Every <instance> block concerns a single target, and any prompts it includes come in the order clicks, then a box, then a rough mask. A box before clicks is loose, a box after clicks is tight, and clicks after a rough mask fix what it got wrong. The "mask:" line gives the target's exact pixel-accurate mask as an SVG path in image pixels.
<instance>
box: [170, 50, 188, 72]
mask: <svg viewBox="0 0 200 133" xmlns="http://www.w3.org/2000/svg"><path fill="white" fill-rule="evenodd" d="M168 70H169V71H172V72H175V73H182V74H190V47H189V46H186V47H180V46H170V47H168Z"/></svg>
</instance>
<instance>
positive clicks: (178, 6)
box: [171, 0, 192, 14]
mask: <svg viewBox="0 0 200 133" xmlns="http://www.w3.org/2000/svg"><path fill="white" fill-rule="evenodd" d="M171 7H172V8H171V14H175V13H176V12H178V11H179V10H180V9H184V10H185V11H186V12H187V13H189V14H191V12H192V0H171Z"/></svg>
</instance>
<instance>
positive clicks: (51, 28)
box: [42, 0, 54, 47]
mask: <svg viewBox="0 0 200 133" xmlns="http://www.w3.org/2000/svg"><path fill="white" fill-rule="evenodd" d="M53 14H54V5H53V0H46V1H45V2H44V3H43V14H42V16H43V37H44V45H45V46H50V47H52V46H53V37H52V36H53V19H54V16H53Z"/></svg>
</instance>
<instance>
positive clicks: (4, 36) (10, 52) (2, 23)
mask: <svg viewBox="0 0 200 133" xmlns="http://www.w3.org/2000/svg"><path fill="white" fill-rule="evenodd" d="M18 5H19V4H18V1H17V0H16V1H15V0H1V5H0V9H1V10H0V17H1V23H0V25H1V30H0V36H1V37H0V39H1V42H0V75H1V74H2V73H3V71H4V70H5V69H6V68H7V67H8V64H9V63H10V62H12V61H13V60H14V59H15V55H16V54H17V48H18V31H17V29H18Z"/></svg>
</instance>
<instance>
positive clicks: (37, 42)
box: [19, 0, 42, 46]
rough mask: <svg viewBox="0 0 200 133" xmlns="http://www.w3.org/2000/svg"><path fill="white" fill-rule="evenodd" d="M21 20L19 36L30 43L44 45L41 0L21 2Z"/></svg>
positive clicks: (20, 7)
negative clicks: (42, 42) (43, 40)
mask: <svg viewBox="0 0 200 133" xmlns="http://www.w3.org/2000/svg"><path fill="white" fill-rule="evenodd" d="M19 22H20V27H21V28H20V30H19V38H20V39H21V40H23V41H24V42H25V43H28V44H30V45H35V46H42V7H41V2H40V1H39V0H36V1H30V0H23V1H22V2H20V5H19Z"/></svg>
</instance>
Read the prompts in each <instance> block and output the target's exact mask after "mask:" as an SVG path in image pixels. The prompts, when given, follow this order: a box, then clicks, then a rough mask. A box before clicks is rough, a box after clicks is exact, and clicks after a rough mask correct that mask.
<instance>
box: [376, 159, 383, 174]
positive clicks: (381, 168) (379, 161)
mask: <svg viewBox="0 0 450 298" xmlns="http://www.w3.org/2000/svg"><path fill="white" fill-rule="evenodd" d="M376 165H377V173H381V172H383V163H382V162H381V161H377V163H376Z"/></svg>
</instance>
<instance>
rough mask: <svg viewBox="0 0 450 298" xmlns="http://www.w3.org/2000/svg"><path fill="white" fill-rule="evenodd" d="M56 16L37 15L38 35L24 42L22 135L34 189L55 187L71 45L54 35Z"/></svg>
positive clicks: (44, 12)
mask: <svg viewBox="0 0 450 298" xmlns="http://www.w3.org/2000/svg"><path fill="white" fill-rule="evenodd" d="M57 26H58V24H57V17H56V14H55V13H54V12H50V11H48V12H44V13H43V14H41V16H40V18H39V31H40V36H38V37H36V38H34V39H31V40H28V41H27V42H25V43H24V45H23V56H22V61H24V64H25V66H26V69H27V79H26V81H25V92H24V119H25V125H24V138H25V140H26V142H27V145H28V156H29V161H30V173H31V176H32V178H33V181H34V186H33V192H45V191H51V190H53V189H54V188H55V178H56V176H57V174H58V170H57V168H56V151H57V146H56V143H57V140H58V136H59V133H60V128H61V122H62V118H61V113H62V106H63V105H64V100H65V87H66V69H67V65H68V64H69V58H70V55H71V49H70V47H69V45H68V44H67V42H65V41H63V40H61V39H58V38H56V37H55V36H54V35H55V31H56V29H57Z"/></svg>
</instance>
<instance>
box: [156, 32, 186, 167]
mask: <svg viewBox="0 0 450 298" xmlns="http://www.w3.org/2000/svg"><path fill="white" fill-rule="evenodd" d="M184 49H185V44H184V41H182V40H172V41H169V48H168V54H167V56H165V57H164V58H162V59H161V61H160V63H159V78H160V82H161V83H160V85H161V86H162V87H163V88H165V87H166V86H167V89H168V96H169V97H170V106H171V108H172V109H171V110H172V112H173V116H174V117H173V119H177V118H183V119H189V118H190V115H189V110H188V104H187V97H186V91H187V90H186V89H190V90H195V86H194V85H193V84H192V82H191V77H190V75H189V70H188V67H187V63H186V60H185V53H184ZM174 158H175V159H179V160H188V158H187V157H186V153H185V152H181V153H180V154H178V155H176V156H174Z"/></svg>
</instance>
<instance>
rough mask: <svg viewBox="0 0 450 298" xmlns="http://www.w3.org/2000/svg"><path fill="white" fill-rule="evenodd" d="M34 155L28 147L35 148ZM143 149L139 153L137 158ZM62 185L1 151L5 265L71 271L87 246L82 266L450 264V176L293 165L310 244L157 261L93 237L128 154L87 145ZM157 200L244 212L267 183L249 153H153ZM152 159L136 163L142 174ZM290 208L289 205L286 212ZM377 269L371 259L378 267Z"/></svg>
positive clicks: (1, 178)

* Exercise description
The stopping point is the line containing "box: [19, 0, 42, 46]". Reproduce exactly every line of the material from the first through that one.

* Your solution
Every <instance> block concerns a single target, and any prompts it includes come in the order clicks, then a box, then a rough mask. A box before clicks is loose, a box after clicks is tight, and clicks after a rough mask fix what it got wrong. The "mask:" line gives the target's exact pixel-accurate mask as an SVG path in image pixels.
<instance>
box: [170, 50, 188, 72]
mask: <svg viewBox="0 0 200 133" xmlns="http://www.w3.org/2000/svg"><path fill="white" fill-rule="evenodd" d="M168 70H169V71H172V72H175V73H182V74H190V47H189V46H186V47H180V46H170V47H168Z"/></svg>
</instance>
<instance>
positive clicks: (178, 6)
box: [171, 0, 192, 14]
mask: <svg viewBox="0 0 200 133" xmlns="http://www.w3.org/2000/svg"><path fill="white" fill-rule="evenodd" d="M171 7H172V8H171V14H175V13H176V12H178V11H179V10H180V9H184V10H185V11H186V12H187V13H189V14H191V12H192V0H171Z"/></svg>
</instance>
<instance>
positive clicks: (51, 28)
box: [42, 0, 54, 47]
mask: <svg viewBox="0 0 200 133" xmlns="http://www.w3.org/2000/svg"><path fill="white" fill-rule="evenodd" d="M53 14H54V5H53V0H46V1H45V2H44V3H43V14H42V16H43V37H44V45H45V46H50V47H52V46H53V37H52V36H53V19H54V16H53Z"/></svg>
</instance>
<instance>
positive clicks: (4, 36) (10, 52) (2, 23)
mask: <svg viewBox="0 0 200 133" xmlns="http://www.w3.org/2000/svg"><path fill="white" fill-rule="evenodd" d="M18 5H19V4H18V1H17V0H16V1H15V0H1V5H0V9H1V10H0V17H1V23H0V25H1V30H0V36H1V37H0V39H1V42H0V75H1V74H2V73H3V71H4V70H5V69H6V68H7V67H8V64H9V63H10V62H12V61H13V60H14V59H15V55H16V54H17V48H18V31H17V29H18Z"/></svg>
</instance>
<instance>
positive clicks: (37, 42)
box: [19, 0, 42, 46]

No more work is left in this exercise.